DOCUMENT TEXT
__________________________________________________
The Stann Creek Railway  was used from 1908 to 1938 as a  long  gauge narrow gauge railway from Commerce Bight to Middlesex in Belize.

Background 
The British Honduras Syndicate opened a mule-drawn railway in 1892 from its main office in Melinda to Sacred Heart Church at the pier in Stann Creek Town, which proved to be useful.

Construction 
The route was built by the colonial government of British Honduras, with the help of Jamaican immigrant workers, for a well above budget total of BH$ 846,140 or about £ 123,000, or about € 15 million, adjusted for inflation. It had a gauge of 3 feet (914 mm) and was opened in sections from 17 October 1908 to 31 March 1911. It took a detour through the banana plantations on Melinda Road and Old Mullins River Road. The bridges were designed as steel bridges with concrete foundations.

Operation  
Four coal-fired steam locomotives were used for the operation. They were stationed at Hope Creek, at Mile 15, at Mile 21 and in Middlesex.
__________________________________________________
Stored dataset items
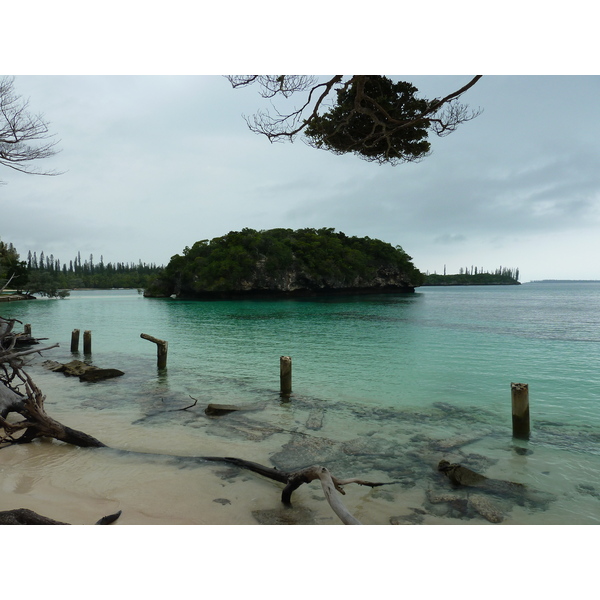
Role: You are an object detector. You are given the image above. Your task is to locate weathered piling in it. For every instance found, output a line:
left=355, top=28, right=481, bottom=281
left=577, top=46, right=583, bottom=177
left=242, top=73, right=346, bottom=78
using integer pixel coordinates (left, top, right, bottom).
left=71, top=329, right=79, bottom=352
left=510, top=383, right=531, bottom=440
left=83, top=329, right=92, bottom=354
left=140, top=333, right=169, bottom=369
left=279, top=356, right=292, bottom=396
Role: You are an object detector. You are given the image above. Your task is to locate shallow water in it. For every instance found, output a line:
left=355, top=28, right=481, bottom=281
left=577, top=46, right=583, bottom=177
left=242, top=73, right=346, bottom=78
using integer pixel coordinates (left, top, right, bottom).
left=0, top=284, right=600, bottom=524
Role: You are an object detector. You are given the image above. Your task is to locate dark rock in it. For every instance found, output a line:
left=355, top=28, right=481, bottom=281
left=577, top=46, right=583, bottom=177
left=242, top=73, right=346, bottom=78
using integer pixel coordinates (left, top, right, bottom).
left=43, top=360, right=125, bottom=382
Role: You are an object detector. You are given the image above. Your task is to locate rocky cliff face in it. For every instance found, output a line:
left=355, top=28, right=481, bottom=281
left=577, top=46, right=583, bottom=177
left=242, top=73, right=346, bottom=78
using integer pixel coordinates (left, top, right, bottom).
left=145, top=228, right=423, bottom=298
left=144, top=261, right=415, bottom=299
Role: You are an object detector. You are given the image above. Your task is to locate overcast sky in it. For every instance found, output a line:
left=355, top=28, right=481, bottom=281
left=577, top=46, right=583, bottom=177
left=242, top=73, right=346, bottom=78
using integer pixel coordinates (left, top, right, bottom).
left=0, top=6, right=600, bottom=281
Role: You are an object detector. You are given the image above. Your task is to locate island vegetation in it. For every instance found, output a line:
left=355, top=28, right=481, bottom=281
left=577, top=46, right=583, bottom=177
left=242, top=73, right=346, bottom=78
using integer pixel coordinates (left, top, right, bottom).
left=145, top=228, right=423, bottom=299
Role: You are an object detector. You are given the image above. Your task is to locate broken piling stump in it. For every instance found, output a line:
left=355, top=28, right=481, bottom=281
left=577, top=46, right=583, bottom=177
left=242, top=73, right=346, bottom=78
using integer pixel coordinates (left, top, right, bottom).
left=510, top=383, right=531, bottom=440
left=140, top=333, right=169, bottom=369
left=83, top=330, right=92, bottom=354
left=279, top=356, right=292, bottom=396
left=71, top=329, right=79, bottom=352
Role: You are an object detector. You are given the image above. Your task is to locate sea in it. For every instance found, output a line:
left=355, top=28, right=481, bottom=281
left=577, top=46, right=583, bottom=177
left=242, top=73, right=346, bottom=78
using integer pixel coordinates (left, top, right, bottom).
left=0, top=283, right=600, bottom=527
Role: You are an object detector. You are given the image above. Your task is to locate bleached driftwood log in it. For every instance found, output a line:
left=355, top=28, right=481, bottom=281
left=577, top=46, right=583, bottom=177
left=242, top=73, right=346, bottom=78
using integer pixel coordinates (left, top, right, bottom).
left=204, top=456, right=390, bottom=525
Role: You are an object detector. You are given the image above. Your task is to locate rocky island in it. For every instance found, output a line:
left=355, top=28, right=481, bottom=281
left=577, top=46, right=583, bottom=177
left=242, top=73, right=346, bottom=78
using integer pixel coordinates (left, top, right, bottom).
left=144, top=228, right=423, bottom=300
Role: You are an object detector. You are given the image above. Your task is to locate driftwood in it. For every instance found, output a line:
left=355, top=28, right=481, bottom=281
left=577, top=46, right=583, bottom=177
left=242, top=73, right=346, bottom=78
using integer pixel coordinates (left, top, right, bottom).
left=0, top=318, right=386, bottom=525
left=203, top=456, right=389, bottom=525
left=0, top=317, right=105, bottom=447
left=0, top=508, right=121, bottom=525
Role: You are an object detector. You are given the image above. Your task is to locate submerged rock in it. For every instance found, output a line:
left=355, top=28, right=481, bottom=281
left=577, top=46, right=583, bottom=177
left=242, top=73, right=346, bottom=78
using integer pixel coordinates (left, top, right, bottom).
__________________________________________________
EXERCISES TO COMPLETE
(1) According to the text on the Stann Creek Railway, how were the railway's bridges designed?
(2) Write out, word for word, the part of the Stann Creek Railway text starting at "The Stann Creek" and ending at "to be useful.".

SET OF ANSWERS
(1) They were steel bridges with concrete foundations.

(2)
The Stann Creek Railway  was used from 1908 to 1938 as a  long  gauge narrow gauge railway from Commerce Bight to Middlesex in Belize.

Background 
The British Honduras Syndicate opened a mule-drawn railway in 1892 from its main office in Melinda to Sacred Heart Church at the pier in Stann Creek Town, which proved to be useful.